Assisting in activities of daily living (ADL) are skills required in nursing and other professions such as nursing assistants.

Personal assistance is waged support of 20 or more hours a week for people with impairments. A 2008 review reported that  personal assistance is possibly beneficial to some older people and their informal carers. Further research is needed to assess which models of personal assistant are more efficient, as well as their relative total costs.

Doctors and nurses need to understand and learn about each patient's character and remember that illness often changes the patient's psyche: reactions to others change, often he or she becomes fussy, capricious, etc. It takes patience, tact, concentration, discipline and care to reach out to the patient, to gain their trust and to maintain their confidence in recovery and success of the treatment. In addition to morale, it is necessary to look after how one looks. Clothes should be clean, ironed, neat, hair tidied, hands clean, nails trimmed, moderate use of cosmetics, perfume and jewellery. In many health care facilities, special uniforms have been introduced. Due to the fact that nursing care requires a lot of attention and energy, nursing staff usually take additional courses based on practical data, such as NCLEX. Nursing care is usually divided into general and special care. Particular difficulties arise when caring for the severely ill.

━━━━━━━━━━

_Work request 1_. According to the passage on patient care, how many hours a week of waged support does personal assistance involve?
_Work request 2_. Set down word for word the part of the passage on patient care that opens with the words containing "Assisting in activities" and closes with "relative total costs.".
_Work request 3_. Extend the passage on patient care, picking up right after its last sentence.
These records have no connection to the passage on patient care.

Dataset records:
━━━━━━━━━━

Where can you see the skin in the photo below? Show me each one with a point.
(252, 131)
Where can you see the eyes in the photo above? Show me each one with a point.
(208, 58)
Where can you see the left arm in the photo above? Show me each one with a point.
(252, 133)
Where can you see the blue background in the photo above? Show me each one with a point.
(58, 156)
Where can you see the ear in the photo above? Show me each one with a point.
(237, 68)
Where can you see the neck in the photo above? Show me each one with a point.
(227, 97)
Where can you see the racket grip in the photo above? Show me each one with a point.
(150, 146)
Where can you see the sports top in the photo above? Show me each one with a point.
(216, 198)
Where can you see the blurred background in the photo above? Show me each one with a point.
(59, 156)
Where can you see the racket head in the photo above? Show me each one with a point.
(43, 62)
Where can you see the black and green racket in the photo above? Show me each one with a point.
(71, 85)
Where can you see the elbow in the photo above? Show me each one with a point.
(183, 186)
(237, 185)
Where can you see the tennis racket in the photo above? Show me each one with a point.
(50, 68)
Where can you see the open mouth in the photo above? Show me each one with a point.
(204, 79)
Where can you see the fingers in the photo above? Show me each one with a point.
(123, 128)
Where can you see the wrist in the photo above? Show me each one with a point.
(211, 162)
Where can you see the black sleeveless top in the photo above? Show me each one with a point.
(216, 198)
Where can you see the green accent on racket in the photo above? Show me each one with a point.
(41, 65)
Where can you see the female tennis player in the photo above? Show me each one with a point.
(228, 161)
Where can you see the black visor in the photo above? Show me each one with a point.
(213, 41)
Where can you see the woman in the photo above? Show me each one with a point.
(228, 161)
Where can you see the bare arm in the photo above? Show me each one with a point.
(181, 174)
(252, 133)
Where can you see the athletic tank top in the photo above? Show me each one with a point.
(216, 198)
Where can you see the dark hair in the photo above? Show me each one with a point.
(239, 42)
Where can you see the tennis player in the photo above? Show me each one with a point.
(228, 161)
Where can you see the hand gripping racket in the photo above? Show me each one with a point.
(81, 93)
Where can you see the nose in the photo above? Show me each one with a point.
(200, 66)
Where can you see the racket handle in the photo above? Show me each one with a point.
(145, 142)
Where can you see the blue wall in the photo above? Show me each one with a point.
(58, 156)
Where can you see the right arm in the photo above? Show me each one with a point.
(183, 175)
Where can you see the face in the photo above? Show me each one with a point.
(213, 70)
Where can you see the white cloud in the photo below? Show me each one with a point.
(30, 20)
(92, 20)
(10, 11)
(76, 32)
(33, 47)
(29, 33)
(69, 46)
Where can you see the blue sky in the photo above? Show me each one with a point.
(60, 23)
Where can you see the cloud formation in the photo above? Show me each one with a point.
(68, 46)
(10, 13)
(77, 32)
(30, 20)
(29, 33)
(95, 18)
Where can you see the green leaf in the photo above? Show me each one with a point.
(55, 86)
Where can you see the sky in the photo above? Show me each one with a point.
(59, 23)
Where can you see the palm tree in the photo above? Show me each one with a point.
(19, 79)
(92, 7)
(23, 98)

━━━━━━━━━━

_Answer space 1_. 20 or more hours a week.

_Answer space 2_.
Assisting in activities of daily living (ADL) are skills required in nursing and other professions such as nursing assistants.

Personal assistance is waged support of 20 or more hours a week for people with impairments. A 2008 review reported that  personal assistance is possibly beneficial to some older people and their informal carers. Further research is needed to assess which models of personal assistant are more efficient, as well as their relative total costs.

_Answer space 3_.
Mobility

Inactive patients must be turned every two hours, which is the minimum time that a bed sore can develop. To move a bedridden patient to the side, the patient is first pulled closer to the opposite side that they are turning to give room to maneuver. When the patient is turned to the side, a pillow is usually placed to the back to support that position.

A pillow is often placed at the head of the bed to protect the head from any injury when moving a bedridden patient up in bed. Often the patient is turned to one side at a time to place a friction reducing sheet under the patient. When moving up, the patient is asked to bend knees and push with their legs while their chin is to their chest to prevent neck injury. The patient is pulled up either by the friction reducing sheet or draw sheet.

Some of the benefits of mobility among hospitalized patients are - deep vein thrombosis, decreasing pressure ulcers and functional decline.

Hygiene

Bathing
For a bed bath, a bath blanket is put over the patient and only the area washed is exposed at a time for privacy and warmth. To make a mitt out of a washcloth, the fingers and palm of the dominant hand are placed over the washcloth and the washcloth is folded over the fingers and palm. The remaining part of the washcloth not covering the fingers and palms will be folded over and tucked in and the thumb will be out of the mitt.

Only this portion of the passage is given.